[START OF Records shown]

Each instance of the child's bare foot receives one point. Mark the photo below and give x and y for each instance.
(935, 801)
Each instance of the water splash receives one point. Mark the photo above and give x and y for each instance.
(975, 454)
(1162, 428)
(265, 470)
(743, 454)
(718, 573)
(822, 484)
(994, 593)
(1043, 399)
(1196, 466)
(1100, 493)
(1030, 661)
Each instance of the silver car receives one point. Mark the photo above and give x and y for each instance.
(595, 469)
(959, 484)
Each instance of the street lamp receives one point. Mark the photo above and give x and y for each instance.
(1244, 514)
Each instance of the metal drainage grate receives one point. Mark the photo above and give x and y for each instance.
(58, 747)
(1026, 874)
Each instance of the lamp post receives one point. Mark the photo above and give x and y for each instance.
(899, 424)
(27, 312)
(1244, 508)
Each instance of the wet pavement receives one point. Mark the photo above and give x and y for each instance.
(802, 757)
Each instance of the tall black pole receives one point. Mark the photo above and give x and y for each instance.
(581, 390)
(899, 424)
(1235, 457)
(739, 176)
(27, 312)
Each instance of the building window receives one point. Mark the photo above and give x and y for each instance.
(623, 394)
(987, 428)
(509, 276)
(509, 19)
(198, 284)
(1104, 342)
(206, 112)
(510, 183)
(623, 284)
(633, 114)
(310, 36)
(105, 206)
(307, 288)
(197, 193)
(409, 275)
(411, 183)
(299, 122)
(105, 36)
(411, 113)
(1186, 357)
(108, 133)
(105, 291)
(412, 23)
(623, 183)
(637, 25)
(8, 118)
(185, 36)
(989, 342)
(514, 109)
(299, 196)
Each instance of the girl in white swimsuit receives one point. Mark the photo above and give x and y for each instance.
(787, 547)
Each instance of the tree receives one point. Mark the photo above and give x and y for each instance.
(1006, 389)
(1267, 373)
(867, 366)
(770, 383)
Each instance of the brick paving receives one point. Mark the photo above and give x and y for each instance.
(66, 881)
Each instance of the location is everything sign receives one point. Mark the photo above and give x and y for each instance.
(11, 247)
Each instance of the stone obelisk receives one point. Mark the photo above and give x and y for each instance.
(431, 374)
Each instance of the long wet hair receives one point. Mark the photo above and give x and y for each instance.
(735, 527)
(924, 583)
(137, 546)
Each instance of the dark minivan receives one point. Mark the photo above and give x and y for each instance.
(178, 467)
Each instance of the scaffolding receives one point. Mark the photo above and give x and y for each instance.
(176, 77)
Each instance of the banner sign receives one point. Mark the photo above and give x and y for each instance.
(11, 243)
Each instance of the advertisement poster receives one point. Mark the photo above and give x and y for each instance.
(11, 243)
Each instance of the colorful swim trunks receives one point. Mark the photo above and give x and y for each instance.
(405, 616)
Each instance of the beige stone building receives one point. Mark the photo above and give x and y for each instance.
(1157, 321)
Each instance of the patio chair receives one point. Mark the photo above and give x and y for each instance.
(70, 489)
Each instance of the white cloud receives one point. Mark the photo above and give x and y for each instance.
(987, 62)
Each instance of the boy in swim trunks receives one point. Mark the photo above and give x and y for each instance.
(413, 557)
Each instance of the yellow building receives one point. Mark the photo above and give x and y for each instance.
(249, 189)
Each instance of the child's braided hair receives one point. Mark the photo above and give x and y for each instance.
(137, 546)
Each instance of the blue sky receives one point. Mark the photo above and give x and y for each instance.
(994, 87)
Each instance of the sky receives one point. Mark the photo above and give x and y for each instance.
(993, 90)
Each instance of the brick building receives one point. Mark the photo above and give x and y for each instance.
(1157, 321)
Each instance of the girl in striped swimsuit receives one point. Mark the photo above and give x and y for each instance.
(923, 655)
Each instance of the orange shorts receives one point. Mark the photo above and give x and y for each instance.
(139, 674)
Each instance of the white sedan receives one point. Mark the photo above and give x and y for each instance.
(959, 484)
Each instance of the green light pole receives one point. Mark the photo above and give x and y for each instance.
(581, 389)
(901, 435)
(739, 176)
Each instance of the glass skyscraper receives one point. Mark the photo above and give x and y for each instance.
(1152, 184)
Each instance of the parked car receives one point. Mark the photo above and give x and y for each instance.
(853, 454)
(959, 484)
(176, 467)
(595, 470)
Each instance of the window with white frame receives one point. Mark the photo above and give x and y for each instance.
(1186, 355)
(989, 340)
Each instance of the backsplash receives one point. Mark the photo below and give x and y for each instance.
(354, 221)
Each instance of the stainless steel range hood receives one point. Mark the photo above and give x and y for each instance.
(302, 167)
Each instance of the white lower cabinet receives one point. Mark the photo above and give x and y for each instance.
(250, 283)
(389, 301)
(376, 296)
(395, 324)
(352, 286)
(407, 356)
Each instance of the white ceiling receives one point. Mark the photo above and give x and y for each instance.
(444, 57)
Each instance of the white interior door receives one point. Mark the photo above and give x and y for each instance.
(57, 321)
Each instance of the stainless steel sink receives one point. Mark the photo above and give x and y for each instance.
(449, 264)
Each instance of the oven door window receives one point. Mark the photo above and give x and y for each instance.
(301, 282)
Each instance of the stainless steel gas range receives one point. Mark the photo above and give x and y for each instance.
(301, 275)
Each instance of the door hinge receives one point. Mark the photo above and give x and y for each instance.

[END OF Records shown]

▶ [Exercise]: Lay out every line of the material above as a numbered list, leaving out blank lines.

▶ [Written answer]:
1. Each instance of the child's bare foot receives one point. Mark the photo below and give x and y for each instance.
2. (935, 801)
3. Each instance of the water splash receives one point. Mark the photo above and give x and y for each instance.
4. (975, 454)
5. (1162, 428)
6. (265, 470)
7. (743, 454)
8. (718, 573)
9. (822, 484)
10. (994, 593)
11. (1043, 399)
12. (1196, 466)
13. (1100, 493)
14. (1030, 661)
15. Each instance of the silver car receives one point. Mark the photo above and give x and y for each instance.
16. (595, 469)
17. (959, 484)
18. Each instance of the street lamp receives one point. Mark the photo above and give x and y for each instance.
19. (1244, 514)
20. Each instance of the metal drainage grate receives one point. Mark the photo above and give x and y for each instance.
21. (58, 747)
22. (1026, 874)
23. Each instance of the lamp post receives one point. Mark the photo above and give x and y for each instance.
24. (899, 424)
25. (27, 312)
26. (1244, 508)
27. Each instance of the wet pavement receives one point. Mark the photo above and give x and y for each instance.
28. (802, 757)
29. Each instance of the tall black pole receives one point. Mark the photo above and give x and y for each instance.
30. (581, 390)
31. (899, 424)
32. (1235, 457)
33. (739, 176)
34. (27, 312)
35. Each instance of the building window receives one point. Mark the photo above and give x and y for each instance.
36. (623, 394)
37. (987, 428)
38. (509, 276)
39. (509, 19)
40. (198, 284)
41. (1104, 342)
42. (206, 112)
43. (510, 183)
44. (623, 284)
45. (633, 114)
46. (310, 36)
47. (105, 206)
48. (307, 288)
49. (197, 193)
50. (409, 275)
51. (411, 183)
52. (299, 122)
53. (105, 36)
54. (411, 113)
55. (1186, 357)
56. (108, 133)
57. (105, 291)
58. (412, 23)
59. (623, 183)
60. (637, 25)
61. (8, 118)
62. (185, 36)
63. (989, 342)
64. (514, 109)
65. (299, 196)
66. Each instance of the girl in white swimsuit receives one point. Mark the photo above and give x and y for each instance.
67. (787, 547)
68. Each instance of the tree receives one point. Mark the photo above and give x and y for each instance.
69. (1006, 389)
70. (1267, 373)
71. (867, 366)
72. (770, 383)
73. Each instance of the brick paving receives one point. Mark the photo above and give x and y for each instance.
74. (66, 881)
75. Each instance of the location is everything sign receives one point. Mark the photo above and give x and y for each instance.
76. (11, 247)
77. Each instance of the stone obelisk receives one point. Mark the photo above and give x and y for each instance.
78. (431, 374)
79. Each instance of the long wet hair receives one point. Mark the photo above and give x and y for each instance.
80. (735, 527)
81. (924, 583)
82. (137, 546)
83. Each instance of the dark minivan receives one point. Mark the photo above and give x and y for each instance.
84. (178, 467)
85. Each instance of the scaffolding receives one point. Mark the photo above and give x and y for each instance.
86. (176, 77)
87. Each instance of the banner sign receives one point. Mark the photo above and give x and y for each instance.
88. (11, 243)
89. Each instance of the advertisement poster receives one point. Mark the photo above and give x and y for each instance.
90. (11, 243)
91. Each instance of the colorful swim trunks receives one point. Mark the photo above and give x and y for each instance.
92. (405, 616)
93. Each instance of the beige stone building receives one point. Mark the photo above and give x and y for each instance.
94. (1157, 321)
95. Each instance of the patio chair receives one point. Mark the photo above and give x and y for each instance.
96. (70, 489)
97. Each instance of the white cloud receives one point. Mark the photo above and give x and y for each instance.
98. (987, 62)
99. Each instance of the boy in swim trunks receives one point. Mark the photo above and give x and y for each instance.
100. (413, 557)
101. Each instance of the yellow building receives one point. Mark the photo above and give x and y for each instance.
102. (249, 189)
103. Each instance of the child's braided hair receives one point. Mark the photo above and give x and y for each instance.
104. (137, 546)
105. Each instance of the blue sky receives one point. Mark the photo above and give x and y for each instance.
106. (994, 87)
107. Each instance of the sky receives one point. Mark the photo above and give x and y for each instance.
108. (993, 90)
109. Each instance of the brick building receives one point. Mark the photo above and give x and y for each instance.
110. (1157, 321)
111. Each instance of the girl in striped swimsuit receives one point. Mark the photo above and give x and y for each instance.
112. (923, 655)
113. Each instance of the orange shorts receives one point. Mark the photo above and give x and y for each instance.
114. (139, 674)
115. Each instance of the white sedan receives one point. Mark the photo above and give x and y for each instance.
116. (959, 484)
117. Each instance of the green light pole receives one point. Mark the photo above and give x and y for each instance.
118. (581, 389)
119. (901, 435)
120. (739, 176)
121. Each instance of the glass skyscraper receives one point. Mark the photo above and give x and y for each instance.
122. (1152, 184)
123. Each instance of the parked car receives one point. Mark the photo above and give x and y for each instance.
124. (853, 454)
125. (959, 484)
126. (176, 467)
127. (595, 470)
128. Each instance of the window with white frame receives one point. Mark the photo above and give x and y for each instance.
129. (1186, 355)
130. (989, 340)
131. Each instance of the backsplash receives one point. Mark the photo below and give x and y for each instance.
132. (354, 221)
133. Each instance of the stainless steel range hood receives one point. Mark the photo above and give x and y for each instance.
134. (302, 167)
135. Each instance of the white lower cabinet receives one point. Mark the photo above and give x and y for each instance.
136. (250, 283)
137. (389, 301)
138. (376, 296)
139. (395, 324)
140. (352, 286)
141. (407, 356)
142. Each instance of the white ceiling receives one point. Mark the photo above and give x and y for each instance.
143. (444, 57)
144. Each instance of the white interior door receives one point. Mark the photo above and give x and y for each instance.
145. (57, 321)
146. Each instance of the stainless steel sink receives one point. Mark the photo above and give x and y for each instance.
147. (449, 264)
148. Each instance of the oven door window receives one point. Mark the photo above and give x and y for each instance.
149. (301, 282)
150. Each instance of the stainless steel gas range receives one point. Mark the photo above and give x and y for each instance.
151. (301, 275)
152. Each instance of the door hinge receives one point. Mark the photo above and give x and y for each instance.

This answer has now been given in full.